**TO DO:**
Copy every entry in the listing below exactly, but not the pictures.

**SUPPLIED MATERIAL:**
◇ ◇ ◇
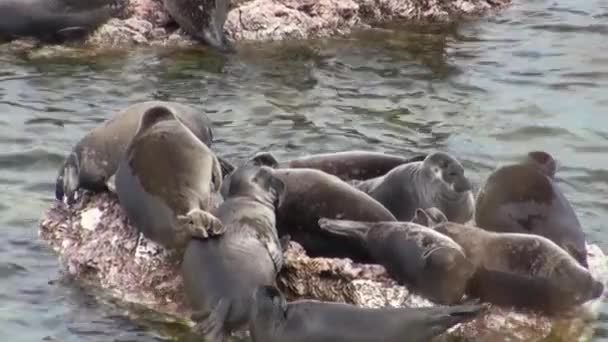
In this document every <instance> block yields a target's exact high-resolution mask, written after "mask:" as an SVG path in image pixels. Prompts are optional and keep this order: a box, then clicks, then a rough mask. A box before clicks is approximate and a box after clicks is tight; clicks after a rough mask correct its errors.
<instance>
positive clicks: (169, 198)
mask: <svg viewBox="0 0 608 342" xmlns="http://www.w3.org/2000/svg"><path fill="white" fill-rule="evenodd" d="M221 184H222V174H221V170H220V165H219V161H218V160H217V158H216V157H215V154H214V153H213V152H212V151H211V150H210V149H209V148H208V147H207V145H205V144H204V143H203V142H201V141H200V140H199V139H198V138H197V137H196V136H195V135H194V133H192V131H191V130H190V129H188V127H186V126H185V125H184V124H183V123H182V122H181V121H180V120H179V119H178V118H177V116H175V115H174V114H173V112H172V111H171V109H170V108H168V107H165V106H156V107H152V108H149V109H148V110H146V111H145V112H144V114H143V115H142V117H141V120H140V124H139V127H138V129H137V132H136V133H135V136H134V137H133V140H132V141H131V143H130V144H129V146H128V147H127V151H126V152H125V154H124V157H123V158H121V161H120V163H119V165H118V169H117V171H116V175H115V187H116V189H115V191H116V194H117V195H118V200H119V202H120V204H121V206H122V207H123V208H124V210H125V212H126V214H127V216H128V217H129V220H130V221H131V222H132V223H133V225H134V226H135V227H136V228H137V229H138V230H139V231H140V232H142V233H143V234H144V236H146V237H147V238H149V239H151V240H153V241H155V242H157V243H160V244H161V245H163V246H165V247H167V248H175V249H177V250H180V251H181V250H183V248H185V247H186V244H187V243H188V241H189V240H190V237H191V236H194V237H199V238H206V237H208V236H209V235H218V234H221V233H222V232H223V230H224V228H223V226H222V224H221V222H220V221H219V220H218V219H217V218H216V217H214V216H213V215H212V214H210V213H209V212H208V211H209V210H210V209H211V203H210V201H211V194H212V192H215V191H219V188H220V186H221Z"/></svg>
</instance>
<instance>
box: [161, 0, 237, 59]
mask: <svg viewBox="0 0 608 342" xmlns="http://www.w3.org/2000/svg"><path fill="white" fill-rule="evenodd" d="M163 4H164V6H165V9H166V10H167V12H168V13H169V15H171V17H172V18H173V20H175V21H176V22H177V24H178V25H179V26H180V27H181V28H182V29H183V30H184V31H185V32H186V33H188V34H189V35H191V36H192V38H194V39H196V40H198V41H201V42H203V43H205V44H207V45H209V46H211V47H213V48H216V49H218V50H219V51H221V52H225V53H234V52H235V51H236V50H235V49H234V46H233V45H232V43H230V42H229V41H228V38H226V35H225V34H224V23H225V22H226V17H227V15H228V1H227V0H163Z"/></svg>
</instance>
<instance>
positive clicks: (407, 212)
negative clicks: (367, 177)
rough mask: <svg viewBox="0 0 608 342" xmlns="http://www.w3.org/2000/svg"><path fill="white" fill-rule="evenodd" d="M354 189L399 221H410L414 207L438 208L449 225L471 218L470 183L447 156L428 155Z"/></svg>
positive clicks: (459, 163) (464, 176) (471, 195)
mask: <svg viewBox="0 0 608 342" xmlns="http://www.w3.org/2000/svg"><path fill="white" fill-rule="evenodd" d="M354 186H355V187H356V188H357V189H359V190H361V191H363V192H365V193H367V194H369V195H370V196H371V197H373V198H375V199H376V200H377V201H378V202H380V203H382V204H383V205H384V206H385V207H386V208H387V209H388V210H390V211H391V213H393V215H395V217H396V218H397V219H398V220H399V221H406V220H410V219H411V218H412V217H413V216H414V213H415V211H416V209H418V208H430V207H436V208H439V210H441V211H442V212H443V213H444V214H445V215H446V216H447V218H448V219H449V220H450V221H453V222H459V223H464V222H467V221H469V220H470V219H471V218H472V217H473V210H474V205H475V201H474V198H473V192H472V190H471V189H472V187H471V182H470V181H469V180H468V178H467V177H466V176H465V174H464V168H463V167H462V165H461V164H460V162H459V161H458V160H456V159H455V158H453V157H452V156H450V155H449V154H447V153H442V152H435V153H431V154H429V155H428V156H427V157H426V158H425V159H424V161H421V162H413V163H408V164H404V165H400V166H397V167H395V168H394V169H392V170H391V171H389V172H388V173H387V174H386V175H384V176H380V177H376V178H373V179H370V180H366V181H362V182H357V183H355V184H354Z"/></svg>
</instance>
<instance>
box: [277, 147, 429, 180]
◇ ◇ ◇
**EXERCISE ANSWER:**
In this document every <instance> block yields a target's exact high-resolution mask, written after "mask:" as an SVG path in image pixels. Prompts are optional and keep this order: a box, then clicks, then a rough mask. A box before clicks is approximate and a box after clicks is tight; clicks after a rough mask correct its errors.
<instance>
positive clicks: (169, 198)
mask: <svg viewBox="0 0 608 342" xmlns="http://www.w3.org/2000/svg"><path fill="white" fill-rule="evenodd" d="M221 184H222V174H221V170H220V165H219V161H218V160H217V158H216V157H215V154H214V153H213V152H212V151H211V150H210V149H209V148H208V147H207V145H205V144H204V143H203V142H201V141H200V140H199V139H198V138H197V137H196V136H195V135H194V133H192V131H191V130H190V129H188V127H186V126H185V125H184V124H183V123H182V122H181V121H180V120H179V119H178V118H177V116H175V115H174V114H173V112H172V111H171V109H170V108H168V107H165V106H156V107H152V108H149V109H148V110H146V111H145V112H144V114H143V115H142V117H141V120H140V124H139V127H138V129H137V132H136V133H135V136H134V137H133V140H132V141H131V143H130V144H129V146H128V147H127V151H126V152H125V154H124V157H123V158H121V161H120V163H119V165H118V169H117V171H116V175H115V187H116V189H115V191H116V194H117V195H118V200H119V202H120V204H121V206H122V207H123V208H124V210H125V212H126V214H127V216H128V217H129V220H130V221H131V222H132V223H133V225H134V226H135V227H136V228H137V229H138V230H139V231H140V232H142V233H143V234H144V236H146V237H147V238H149V239H151V240H153V241H155V242H157V243H160V244H161V245H163V246H165V247H167V248H175V249H177V250H180V251H181V250H183V248H185V247H186V244H187V243H188V241H189V240H190V237H191V236H194V237H199V238H206V237H208V236H209V235H218V234H221V233H222V232H223V230H224V228H223V226H222V224H221V222H220V221H219V220H218V219H217V218H216V217H214V216H213V215H212V214H210V213H209V212H208V211H209V210H210V209H211V203H210V201H211V194H212V192H215V191H219V188H220V186H221Z"/></svg>
</instance>
<instance>
box: [161, 0, 237, 59]
mask: <svg viewBox="0 0 608 342" xmlns="http://www.w3.org/2000/svg"><path fill="white" fill-rule="evenodd" d="M163 4H164V6H165V9H166V10H167V12H168V13H169V15H171V17H172V18H173V20H175V21H176V22H177V24H178V25H179V26H180V27H181V28H182V29H183V30H184V31H185V32H186V33H188V34H189V35H191V36H192V38H194V39H196V40H198V41H201V42H203V43H205V44H207V45H209V46H211V47H213V48H216V49H218V50H219V51H221V52H225V53H234V52H235V51H236V50H235V49H234V46H233V45H232V43H230V42H229V41H228V38H226V35H225V34H224V23H225V22H226V17H227V15H228V1H227V0H163Z"/></svg>
</instance>
<instance>
positive clicks: (407, 212)
negative clicks: (367, 177)
rough mask: <svg viewBox="0 0 608 342" xmlns="http://www.w3.org/2000/svg"><path fill="white" fill-rule="evenodd" d="M354 189L399 221H410L414 207L438 208L449 225L471 218L470 183L447 156L428 155Z"/></svg>
positive clicks: (459, 163) (464, 176) (471, 195)
mask: <svg viewBox="0 0 608 342" xmlns="http://www.w3.org/2000/svg"><path fill="white" fill-rule="evenodd" d="M354 186H355V187H356V188H357V189H359V190H361V191H363V192H365V193H367V194H369V195H370V196H371V197H373V198H375V199H376V200H377V201H378V202H380V203H382V204H383V205H384V206H385V207H386V208H387V209H388V210H390V211H391V213H393V215H395V217H396V218H397V219H398V220H399V221H406V220H410V219H411V218H412V217H413V216H414V213H415V211H416V209H418V208H430V207H436V208H439V210H441V211H442V212H443V213H444V214H445V215H446V216H447V218H448V219H449V220H450V221H453V222H459V223H464V222H467V221H469V220H470V219H471V218H472V217H473V210H474V205H475V201H474V198H473V192H472V190H471V189H472V187H471V182H470V181H469V180H468V178H467V177H466V176H465V174H464V168H463V167H462V165H461V164H460V162H459V161H458V160H456V159H455V158H453V157H452V156H450V155H449V154H447V153H442V152H435V153H431V154H429V155H428V156H427V157H426V158H425V159H424V161H421V162H413V163H408V164H404V165H400V166H397V167H395V168H394V169H392V170H391V171H389V172H388V173H387V174H386V175H384V176H380V177H376V178H373V179H370V180H366V181H362V182H357V183H355V184H354Z"/></svg>
</instance>
<instance>
box: [277, 147, 429, 180]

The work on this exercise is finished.